WHAT THE TASK REQUIRES:
The response must restate the data exactly, with nothing left out.

══ PROVIDED RECORDS ══

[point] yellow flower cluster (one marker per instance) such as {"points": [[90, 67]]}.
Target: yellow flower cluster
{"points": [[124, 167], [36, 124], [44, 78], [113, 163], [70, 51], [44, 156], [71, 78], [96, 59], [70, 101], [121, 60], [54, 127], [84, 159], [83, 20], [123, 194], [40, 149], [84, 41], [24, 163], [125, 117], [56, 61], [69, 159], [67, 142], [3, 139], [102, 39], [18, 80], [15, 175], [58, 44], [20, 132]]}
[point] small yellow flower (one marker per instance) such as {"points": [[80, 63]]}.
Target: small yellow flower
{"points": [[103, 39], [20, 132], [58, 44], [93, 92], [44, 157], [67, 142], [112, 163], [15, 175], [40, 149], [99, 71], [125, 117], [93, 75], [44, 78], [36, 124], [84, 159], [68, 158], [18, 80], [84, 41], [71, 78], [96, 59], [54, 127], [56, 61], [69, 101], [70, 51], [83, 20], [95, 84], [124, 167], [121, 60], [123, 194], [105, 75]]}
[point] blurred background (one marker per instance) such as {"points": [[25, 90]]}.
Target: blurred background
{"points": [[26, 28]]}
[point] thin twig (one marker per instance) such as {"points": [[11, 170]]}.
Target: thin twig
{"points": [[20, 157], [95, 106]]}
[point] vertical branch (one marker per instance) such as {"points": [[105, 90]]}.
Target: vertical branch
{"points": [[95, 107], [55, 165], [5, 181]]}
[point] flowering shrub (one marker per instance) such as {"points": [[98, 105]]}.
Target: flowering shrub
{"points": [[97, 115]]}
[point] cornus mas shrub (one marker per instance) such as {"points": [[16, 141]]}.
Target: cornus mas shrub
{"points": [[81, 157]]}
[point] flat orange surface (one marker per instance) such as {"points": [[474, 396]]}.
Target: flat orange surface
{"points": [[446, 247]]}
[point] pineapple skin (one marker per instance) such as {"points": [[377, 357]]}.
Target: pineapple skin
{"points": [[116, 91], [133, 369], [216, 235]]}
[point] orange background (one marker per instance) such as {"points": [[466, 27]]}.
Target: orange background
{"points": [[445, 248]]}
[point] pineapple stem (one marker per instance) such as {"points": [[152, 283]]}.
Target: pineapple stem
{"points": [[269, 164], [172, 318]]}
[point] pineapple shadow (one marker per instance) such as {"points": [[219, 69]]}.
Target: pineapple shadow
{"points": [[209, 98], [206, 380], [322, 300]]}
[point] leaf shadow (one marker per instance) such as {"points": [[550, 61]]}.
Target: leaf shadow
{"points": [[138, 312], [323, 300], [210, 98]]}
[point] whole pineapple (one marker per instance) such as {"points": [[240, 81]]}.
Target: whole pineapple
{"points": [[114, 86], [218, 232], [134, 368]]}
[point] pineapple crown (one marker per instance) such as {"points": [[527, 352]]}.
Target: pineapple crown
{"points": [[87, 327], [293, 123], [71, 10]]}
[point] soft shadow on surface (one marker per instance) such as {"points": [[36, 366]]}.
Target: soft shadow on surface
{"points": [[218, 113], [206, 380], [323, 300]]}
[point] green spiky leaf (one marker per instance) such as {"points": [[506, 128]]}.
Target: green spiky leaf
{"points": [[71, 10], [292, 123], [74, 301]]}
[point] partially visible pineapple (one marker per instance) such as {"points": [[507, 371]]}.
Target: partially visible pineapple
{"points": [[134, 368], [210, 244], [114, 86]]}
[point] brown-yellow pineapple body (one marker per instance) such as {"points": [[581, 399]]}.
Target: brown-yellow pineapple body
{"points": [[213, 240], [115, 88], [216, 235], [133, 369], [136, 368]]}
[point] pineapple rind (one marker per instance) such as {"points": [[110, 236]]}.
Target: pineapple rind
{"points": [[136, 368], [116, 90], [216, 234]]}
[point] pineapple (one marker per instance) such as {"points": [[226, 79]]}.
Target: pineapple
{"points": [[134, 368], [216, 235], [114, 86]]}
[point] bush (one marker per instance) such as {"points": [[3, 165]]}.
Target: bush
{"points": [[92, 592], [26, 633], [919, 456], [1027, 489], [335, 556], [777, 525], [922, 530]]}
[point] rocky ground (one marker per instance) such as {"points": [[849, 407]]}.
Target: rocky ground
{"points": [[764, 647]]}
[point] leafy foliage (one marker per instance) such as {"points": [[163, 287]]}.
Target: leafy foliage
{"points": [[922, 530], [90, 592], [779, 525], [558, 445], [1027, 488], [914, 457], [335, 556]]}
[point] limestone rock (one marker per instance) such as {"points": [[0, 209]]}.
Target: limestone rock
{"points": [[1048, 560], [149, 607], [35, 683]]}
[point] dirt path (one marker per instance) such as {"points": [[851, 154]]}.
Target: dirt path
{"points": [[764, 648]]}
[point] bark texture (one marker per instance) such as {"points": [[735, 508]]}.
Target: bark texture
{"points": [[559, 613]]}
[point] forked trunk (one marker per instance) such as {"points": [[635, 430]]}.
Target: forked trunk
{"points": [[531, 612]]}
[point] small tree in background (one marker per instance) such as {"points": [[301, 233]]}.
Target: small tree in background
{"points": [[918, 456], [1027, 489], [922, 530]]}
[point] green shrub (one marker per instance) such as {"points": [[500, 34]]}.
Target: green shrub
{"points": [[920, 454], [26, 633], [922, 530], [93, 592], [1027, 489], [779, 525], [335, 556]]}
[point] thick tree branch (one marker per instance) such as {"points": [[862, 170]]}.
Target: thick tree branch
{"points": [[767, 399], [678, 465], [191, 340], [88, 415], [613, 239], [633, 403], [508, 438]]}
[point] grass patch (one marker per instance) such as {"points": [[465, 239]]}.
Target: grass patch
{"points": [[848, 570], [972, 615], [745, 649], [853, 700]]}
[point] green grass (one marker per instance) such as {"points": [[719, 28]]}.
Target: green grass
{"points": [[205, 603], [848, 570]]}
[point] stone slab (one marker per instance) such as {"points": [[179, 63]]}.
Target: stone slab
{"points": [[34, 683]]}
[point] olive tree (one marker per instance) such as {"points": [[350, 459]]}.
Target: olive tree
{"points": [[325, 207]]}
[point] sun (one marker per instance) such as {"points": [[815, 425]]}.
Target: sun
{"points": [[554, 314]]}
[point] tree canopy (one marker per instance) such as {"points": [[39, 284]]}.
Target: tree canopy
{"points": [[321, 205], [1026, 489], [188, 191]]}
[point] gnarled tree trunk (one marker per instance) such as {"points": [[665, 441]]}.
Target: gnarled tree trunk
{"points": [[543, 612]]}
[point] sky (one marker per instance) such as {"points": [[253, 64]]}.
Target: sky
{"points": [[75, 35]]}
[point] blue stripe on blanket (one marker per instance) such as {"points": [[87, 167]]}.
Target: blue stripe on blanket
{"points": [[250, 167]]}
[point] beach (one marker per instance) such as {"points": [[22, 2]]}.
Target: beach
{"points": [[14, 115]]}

═══

PROBLEM SOLUTION:
[point] yellow flower cluster (one marker per instance) such as {"points": [[90, 67]]}.
Target: yellow flower cluster
{"points": [[124, 167], [36, 124], [44, 78], [113, 163], [70, 51], [44, 156], [71, 78], [96, 59], [70, 101], [121, 60], [54, 127], [84, 159], [83, 20], [123, 194], [40, 149], [84, 41], [24, 163], [125, 117], [56, 61], [69, 159], [67, 142], [3, 139], [102, 39], [18, 80], [15, 175], [58, 44], [20, 132]]}
[point] small yellow flower (one marker per instance) such as {"points": [[80, 63]]}.
Target: small yellow flower
{"points": [[103, 39], [20, 132], [58, 44], [93, 92], [44, 157], [67, 142], [112, 163], [15, 175], [40, 149], [99, 71], [125, 117], [93, 75], [44, 78], [36, 124], [84, 159], [68, 158], [18, 80], [84, 41], [71, 78], [96, 59], [54, 127], [56, 61], [69, 101], [70, 51], [83, 20], [95, 84], [124, 167], [121, 60], [123, 194], [105, 75]]}
[point] blurred background (one marker per instance) such as {"points": [[25, 90]]}.
Target: blurred background
{"points": [[26, 28]]}
[point] thin twig (one marker per instance) such as {"points": [[11, 170]]}.
Target: thin twig
{"points": [[20, 157], [95, 106]]}
[point] vertical branch (one marker per instance) such as {"points": [[105, 90]]}.
Target: vertical branch
{"points": [[95, 107], [55, 165], [5, 181]]}
[point] flowering shrub (one marker per instance) such as {"points": [[98, 105]]}.
Target: flowering shrub
{"points": [[97, 115]]}
[point] cornus mas shrub (one marker per instance) such as {"points": [[16, 141]]}.
Target: cornus mas shrub
{"points": [[81, 157]]}
[point] flat orange surface (one marker per instance) such as {"points": [[474, 396]]}.
Target: flat orange surface
{"points": [[446, 247]]}
[point] pineapple skin (one marker per instance) such as {"points": [[377, 357]]}.
Target: pineapple skin
{"points": [[116, 91], [133, 369], [216, 235]]}
[point] orange background (one marker per instance) such as {"points": [[466, 27]]}.
Target: orange background
{"points": [[445, 248]]}
[point] pineapple stem (one marker per instance) such as {"points": [[152, 283]]}.
Target: pineapple stem
{"points": [[269, 164], [172, 318]]}
[point] pineapple shadow (one marker per instance) such as {"points": [[219, 69]]}.
Target: pineapple shadow
{"points": [[209, 98], [206, 380], [322, 300]]}
[point] leaf shadow (one marker per instance) such as {"points": [[550, 61]]}.
Target: leaf shadow
{"points": [[138, 312], [323, 300], [210, 98]]}
[point] whole pineapple (one marker per instance) such as {"points": [[240, 81]]}.
Target: whole pineapple
{"points": [[114, 86], [218, 232], [134, 368]]}
[point] pineapple crown (one marker per instance) such as {"points": [[527, 352]]}.
Target: pineapple crown
{"points": [[87, 327], [293, 123], [71, 10]]}
[point] soft shadow on surface (one marker per instance) such as {"points": [[36, 366]]}.
Target: soft shadow on surface
{"points": [[218, 113], [206, 380], [323, 300]]}
[point] green spiky leaf (one marker per instance) such as {"points": [[506, 128]]}.
Target: green spiky leaf
{"points": [[71, 10], [292, 123], [74, 301]]}
[point] partially visible pineapple (one marker per instance) such as {"points": [[507, 371]]}.
Target: partially visible pineapple
{"points": [[134, 368], [210, 244], [114, 86]]}
[point] brown-yellow pineapple body (one marker per instance) such as {"points": [[581, 399]]}.
Target: brown-yellow pineapple body
{"points": [[213, 240], [115, 88], [216, 235], [133, 369], [136, 368]]}
[point] pineapple rind (one marker per instance) such as {"points": [[110, 236]]}.
Target: pineapple rind
{"points": [[136, 368], [116, 90], [216, 234]]}
[point] pineapple (one marker per instance) such as {"points": [[226, 79]]}.
Target: pineapple
{"points": [[134, 368], [216, 235], [114, 86]]}
[point] bush (one marker per instance) such as {"points": [[3, 165]]}.
Target: bush
{"points": [[92, 592], [26, 633], [919, 456], [1027, 489], [335, 556], [777, 525], [922, 530]]}
[point] rocky ground (one marker per instance) such as {"points": [[849, 407]]}.
Target: rocky ground
{"points": [[764, 647]]}
[point] leafy foliage (one marker per instance) such as {"points": [[163, 287]]}.
Target: leafy foliage
{"points": [[922, 530], [90, 592], [779, 525], [558, 445], [1027, 488], [914, 457], [335, 556]]}
[point] limestone rock (one marker per instance) such as {"points": [[0, 209]]}.
Target: limestone rock
{"points": [[1048, 560], [149, 607], [35, 683]]}
[point] dirt path (one marker per instance) such as {"points": [[851, 154]]}.
Target: dirt path
{"points": [[764, 648]]}
[point] bark texture (one marker per instance) such as {"points": [[735, 508]]}.
Target: bark texture
{"points": [[559, 613]]}
[point] forked trunk (one marker per instance) such as {"points": [[635, 430]]}.
Target: forked trunk
{"points": [[531, 612]]}
[point] small tree in background (one marker per instance) such as {"points": [[301, 233]]}.
Target: small tree in background
{"points": [[918, 456], [1027, 489], [922, 530]]}
[point] green shrub (one marker per instance) such as {"points": [[500, 34]]}.
Target: green shrub
{"points": [[920, 454], [26, 633], [922, 530], [93, 592], [1027, 489], [779, 525], [335, 556]]}
[point] thick tree branch (one marker per instance) such as {"points": [[862, 170]]}.
Target: thick tree branch
{"points": [[767, 399], [678, 465], [191, 340], [88, 415], [613, 239], [633, 403], [508, 438]]}
[point] grass patch (one marker per instance) such as {"points": [[465, 239]]}.
Target: grass patch
{"points": [[848, 570], [972, 615], [745, 649], [853, 700]]}
[point] green grass (one marker per instance) such as {"points": [[719, 28]]}.
Target: green grass
{"points": [[205, 603], [848, 570]]}
[point] stone slab (one marker per instance) such as {"points": [[179, 63]]}.
Target: stone slab
{"points": [[34, 683]]}
[point] olive tree (one marker per instance) such as {"points": [[350, 459]]}.
Target: olive tree
{"points": [[325, 207]]}
[point] sun (one marker per instance) such as {"points": [[815, 425]]}.
Target: sun
{"points": [[554, 314]]}
[point] tree canopy (one marker per instance) such as {"points": [[39, 284]]}.
Target: tree canopy
{"points": [[321, 205], [1026, 489], [188, 191]]}
[point] gnarled tree trunk (one marker per instance) such as {"points": [[665, 441]]}.
Target: gnarled tree trunk
{"points": [[543, 612]]}
[point] sky (one marker per instance) such as {"points": [[253, 64]]}.
Target: sky
{"points": [[75, 35]]}
[point] blue stripe on blanket (one marker per instance) such as {"points": [[87, 167]]}.
Target: blue stripe on blanket
{"points": [[250, 167]]}
[point] beach (one marker per instance) such as {"points": [[22, 2]]}.
Target: beach
{"points": [[14, 115]]}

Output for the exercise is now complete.